[Exercise data — start]
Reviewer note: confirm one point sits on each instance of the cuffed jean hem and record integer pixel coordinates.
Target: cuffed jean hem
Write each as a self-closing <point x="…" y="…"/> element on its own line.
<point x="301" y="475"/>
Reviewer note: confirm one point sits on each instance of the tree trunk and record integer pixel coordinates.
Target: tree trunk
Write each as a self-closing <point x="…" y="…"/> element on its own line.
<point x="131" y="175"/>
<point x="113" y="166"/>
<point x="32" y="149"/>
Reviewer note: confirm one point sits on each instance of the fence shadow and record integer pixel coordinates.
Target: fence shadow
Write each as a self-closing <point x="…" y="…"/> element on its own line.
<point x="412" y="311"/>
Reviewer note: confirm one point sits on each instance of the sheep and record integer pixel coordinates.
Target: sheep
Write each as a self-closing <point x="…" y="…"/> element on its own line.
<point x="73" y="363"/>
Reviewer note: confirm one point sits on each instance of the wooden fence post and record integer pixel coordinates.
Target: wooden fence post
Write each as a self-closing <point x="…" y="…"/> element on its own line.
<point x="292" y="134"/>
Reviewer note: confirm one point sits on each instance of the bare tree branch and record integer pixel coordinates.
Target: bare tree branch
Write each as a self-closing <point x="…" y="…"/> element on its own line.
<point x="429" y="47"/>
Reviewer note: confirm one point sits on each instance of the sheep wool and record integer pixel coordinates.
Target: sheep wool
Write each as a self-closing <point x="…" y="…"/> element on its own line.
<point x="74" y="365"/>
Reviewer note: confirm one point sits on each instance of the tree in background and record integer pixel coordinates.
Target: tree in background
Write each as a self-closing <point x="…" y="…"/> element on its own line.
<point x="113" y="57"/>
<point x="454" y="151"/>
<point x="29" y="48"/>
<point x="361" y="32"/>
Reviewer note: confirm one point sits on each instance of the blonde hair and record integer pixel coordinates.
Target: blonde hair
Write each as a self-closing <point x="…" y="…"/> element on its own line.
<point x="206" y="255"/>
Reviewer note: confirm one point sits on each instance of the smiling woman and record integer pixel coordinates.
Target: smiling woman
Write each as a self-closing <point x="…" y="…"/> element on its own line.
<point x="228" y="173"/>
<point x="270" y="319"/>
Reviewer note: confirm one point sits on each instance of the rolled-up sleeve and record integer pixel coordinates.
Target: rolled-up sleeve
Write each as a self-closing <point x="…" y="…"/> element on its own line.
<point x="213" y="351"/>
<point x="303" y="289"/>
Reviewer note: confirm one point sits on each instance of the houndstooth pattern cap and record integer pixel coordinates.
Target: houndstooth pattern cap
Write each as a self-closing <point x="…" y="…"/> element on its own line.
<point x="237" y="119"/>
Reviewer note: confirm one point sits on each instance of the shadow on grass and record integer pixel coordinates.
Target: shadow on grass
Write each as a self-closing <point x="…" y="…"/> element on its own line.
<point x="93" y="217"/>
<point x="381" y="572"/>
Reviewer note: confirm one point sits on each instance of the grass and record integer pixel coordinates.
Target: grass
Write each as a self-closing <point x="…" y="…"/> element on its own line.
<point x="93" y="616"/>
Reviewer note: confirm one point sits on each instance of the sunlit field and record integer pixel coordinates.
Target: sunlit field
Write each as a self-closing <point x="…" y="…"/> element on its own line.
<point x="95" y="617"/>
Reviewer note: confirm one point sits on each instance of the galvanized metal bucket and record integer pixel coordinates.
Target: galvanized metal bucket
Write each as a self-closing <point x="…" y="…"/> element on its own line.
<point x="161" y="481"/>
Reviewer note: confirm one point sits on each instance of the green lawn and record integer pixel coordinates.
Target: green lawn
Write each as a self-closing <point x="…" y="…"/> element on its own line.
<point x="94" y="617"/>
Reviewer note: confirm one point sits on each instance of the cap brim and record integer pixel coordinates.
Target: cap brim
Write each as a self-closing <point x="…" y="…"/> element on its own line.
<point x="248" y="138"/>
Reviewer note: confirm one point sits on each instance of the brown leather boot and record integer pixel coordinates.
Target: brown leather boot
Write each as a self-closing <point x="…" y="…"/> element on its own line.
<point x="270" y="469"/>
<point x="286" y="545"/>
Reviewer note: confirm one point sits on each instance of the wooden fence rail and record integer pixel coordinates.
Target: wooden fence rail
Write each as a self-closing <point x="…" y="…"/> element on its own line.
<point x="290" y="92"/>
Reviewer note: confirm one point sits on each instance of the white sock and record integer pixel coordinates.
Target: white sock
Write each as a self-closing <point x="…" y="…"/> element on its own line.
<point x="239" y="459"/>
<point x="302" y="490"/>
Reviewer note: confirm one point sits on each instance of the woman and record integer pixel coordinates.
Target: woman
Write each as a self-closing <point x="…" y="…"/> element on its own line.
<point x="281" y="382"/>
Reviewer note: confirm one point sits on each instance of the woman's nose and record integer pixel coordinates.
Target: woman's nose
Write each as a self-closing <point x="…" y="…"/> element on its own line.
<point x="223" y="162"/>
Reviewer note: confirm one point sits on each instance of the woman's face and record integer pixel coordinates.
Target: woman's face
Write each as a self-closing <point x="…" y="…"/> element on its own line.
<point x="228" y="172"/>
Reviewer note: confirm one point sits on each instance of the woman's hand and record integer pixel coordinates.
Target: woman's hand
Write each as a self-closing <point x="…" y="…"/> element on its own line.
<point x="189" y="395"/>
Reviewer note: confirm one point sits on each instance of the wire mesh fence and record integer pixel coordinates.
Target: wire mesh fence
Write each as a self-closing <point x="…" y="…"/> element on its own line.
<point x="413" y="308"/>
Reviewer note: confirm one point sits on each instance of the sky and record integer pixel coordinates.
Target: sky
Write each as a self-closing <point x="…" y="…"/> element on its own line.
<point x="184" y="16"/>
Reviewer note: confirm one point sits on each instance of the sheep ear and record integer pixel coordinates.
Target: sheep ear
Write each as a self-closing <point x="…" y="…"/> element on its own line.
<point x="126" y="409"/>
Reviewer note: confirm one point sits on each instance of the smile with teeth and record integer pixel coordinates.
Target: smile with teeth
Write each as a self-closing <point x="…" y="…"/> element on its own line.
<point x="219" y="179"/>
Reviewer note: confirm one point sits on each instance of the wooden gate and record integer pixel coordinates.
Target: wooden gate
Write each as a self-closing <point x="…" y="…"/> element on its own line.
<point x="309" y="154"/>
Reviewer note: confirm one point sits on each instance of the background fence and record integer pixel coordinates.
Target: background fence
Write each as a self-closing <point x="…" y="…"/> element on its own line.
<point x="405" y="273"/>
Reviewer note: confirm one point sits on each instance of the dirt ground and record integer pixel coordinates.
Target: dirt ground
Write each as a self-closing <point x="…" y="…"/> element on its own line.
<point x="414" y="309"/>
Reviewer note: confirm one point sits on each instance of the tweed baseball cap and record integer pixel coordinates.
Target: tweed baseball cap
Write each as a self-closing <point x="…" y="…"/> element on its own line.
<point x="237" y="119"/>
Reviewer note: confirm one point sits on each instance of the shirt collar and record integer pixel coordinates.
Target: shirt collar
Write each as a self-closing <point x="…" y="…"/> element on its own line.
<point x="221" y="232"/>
[Exercise data — finish]
§ Your assignment: The answer must hold exactly the lines of the entries above, from the first line through the line that contains "Target: sheep wool", and no others.

§ Task solution:
Reviewer note: confirm one point sits on each instance of the cuffed jean hem and record integer pixel coordinates.
Target: cuffed jean hem
Write each as a self-closing <point x="…" y="…"/> element on its own line.
<point x="301" y="475"/>
Reviewer note: confirm one point sits on each instance of the tree trunk and record integer pixel coordinates.
Target: tree trunk
Write each as a self-closing <point x="…" y="…"/> element on its own line.
<point x="131" y="175"/>
<point x="113" y="166"/>
<point x="32" y="149"/>
Reviewer note: confirm one point sits on each instance of the fence shadow and record integer pixel coordinates.
Target: fence shadow
Write each as a self-closing <point x="…" y="…"/> element on its own line.
<point x="412" y="311"/>
Reviewer note: confirm one point sits on each instance of the sheep and record integer pixel coordinates.
Target: sheep
Write each as a self-closing <point x="…" y="…"/> element on its own line.
<point x="73" y="363"/>
Reviewer note: confirm one point sits on each instance of the wooden fence post and record integer pixel coordinates.
Target: wooden fence post
Write each as a self-closing <point x="…" y="…"/> element on its own line.
<point x="292" y="134"/>
Reviewer note: confirm one point sits on each instance of the bare tree branch and record integer pixel coordinates.
Target: bare tree branch
Write each as a self-closing <point x="…" y="…"/> element on its own line.
<point x="429" y="47"/>
Reviewer note: confirm one point sits on each instance of the sheep wool and record integer pixel coordinates.
Target: sheep wool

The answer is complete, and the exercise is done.